* _To be done_
A: Name each person listed at the top of the board report excerpt, along with their title.
B: Proceed with the board report excerpt, picking up right after its last sentence.

* _Given passage_
* start *

Mr. Surendra Somani- Executive Vice Chairman

Mr. Basant K. Soni - Chief Financial Officer

Mr. Sunil Sodhani - Company Secretary and Compliance Officer.

No KMP has been appointed or has retired or resigned during the financial year.

All Independent Directors of the Company have given declarations that they meet the criteria of independence as laid down under Section 149 (6) of the Act and Regulation 16 (1) (b) of the SEBI (LODR) Regulations, 2015 as amended. In the opinion of the Board they fulfill the conditions of independence as specified in the Act and the Rules made there under and are independent of the management.

8. Board and Committee Meetings

The details of the composition of the Board and its Committees and the number of meetings held and the attendance of Directors in such meetings are provided in the Corporate Governance Report as a separate section in Annexure D which forms a part of the Annual Report. There have been no instances during the year where the recommendations of the Board Committees were not accepted by the Board.

9. Board and Committee Evaluation

Pursuant to the applicable provisions of the Act and the Listing Regulations, the Board has carried out an Annual Evaluation of its own performance, performance of the Directors and the working of its Committees based on the evaluation criteria defined by Nomination and Remuneration Committee (NRC) for performance evaluation process of the Board, its Committees and Directors.

The Board’s functioning was evaluated on various aspects, including inter-alia the Structure of the Board, Meetings of the Board, Functions of the Board, Professional Development, Effectiveness of Board Processes, information and functioning.

The Committees of the Board were assessed on the degree of fulfillment of key responsibilities, adequacy of Committee composition and effectiveness of meetings. The Directors were evaluated on aspects such as attendance, contribution at Board/Committee Meetings and guidance/support to the Management outside Board/Committee Meetings.

The performance assessment of Non-Independent Directors, Board as a whole and the Chairman were evaluated in a separate meeting of Independent Directors. The same was also discussed in the meetings of NRC and the Board. Performance evaluation of Independent Directors was done by the entire Board, excluding the Independent Director being evaluated.

10. Internal Control Systems and their adequacy

The Board has adopted policies and procedures for ensuring the orderly and efficient conduct of its business & risk management including adherence to the Company’s Policies, the safeguarding of its assets, the prevention and detection of frauds and errors, the accuracy and the completeness of the accounting records and timely preparation of reliable financial disclosure and other regulatory and statutory compliances and there were no instance of fraud during the year under review.

* end *

* _Stored data_
* start *

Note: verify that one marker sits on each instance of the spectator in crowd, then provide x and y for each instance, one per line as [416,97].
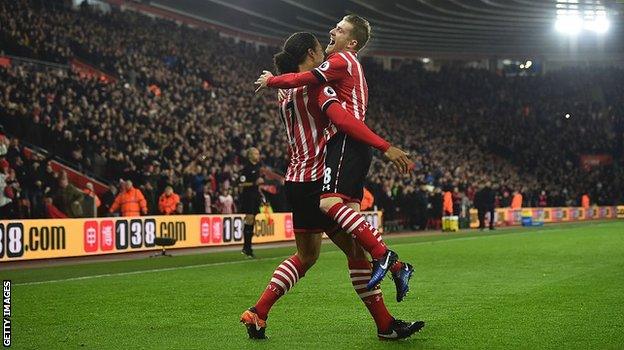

* end *

* _Response list_
A:
- Mr. Surendra Somani: Executive Vice Chairman
- Mr. Basant K. Soni: Chief Financial Officer
- Mr. Sunil Sodhani: Company Secretary and Compliance Officer

B:
11. Directors Appointment and Remuneration

The Nomination and Remuneration Committee (NRC) has been mandated to fulfill the competency requirements of the Board. The NRC reviews and evaluates the resumes of potential candidates for appointment of Directors and recommends their nomination to the Board. On the recommendation of the NRC, the Board has adopted and framed a Nomination and Remuneration Policy for the Directors, Key Managerial Personnel and other employees pursuant to the provisions of the Act and the Listing Regulations. The remuneration determined for Executive Directors is subject to the recommendation of the Nomination and Remuneration Committee and approval of the Board of Directors. The Executive Directors are not paid sitting fees; the Non-Executive Directors are entitled to sitting fees for attending the Board/Committee Meetings. It is affirmed that the remuneration paid to Directors, Key Managerial Personnel and all other employees is in accordance with the Nomination and Remuneration Policy of the Company. The Company’s Policy on Directors’ Appointment and Remuneration and other matters provided in Section 178(3) of the Act and Regulation 19 of the Listing Regulations have been disclosed in the Corporate Governance Report, which forms part of the Annual Report.

12. Corporate Social Responsibility (CSR)

The company had to spend Rs. 8.77 lacs towards it’s CSR activities for FY 2018-19 of which Rs. 8.40 lacs was spent on the CSR activities as per the CSR Policy. There is a minor shortfall of Rs. 37,000 in the CSR spent as certain CSR activities planned could not be completed. The CSR Projects of the Company mainly focused contributing towards promoting education including girl child education and health care and sanitation. The annual report on CSR activities is provided in Annexure C of this Report.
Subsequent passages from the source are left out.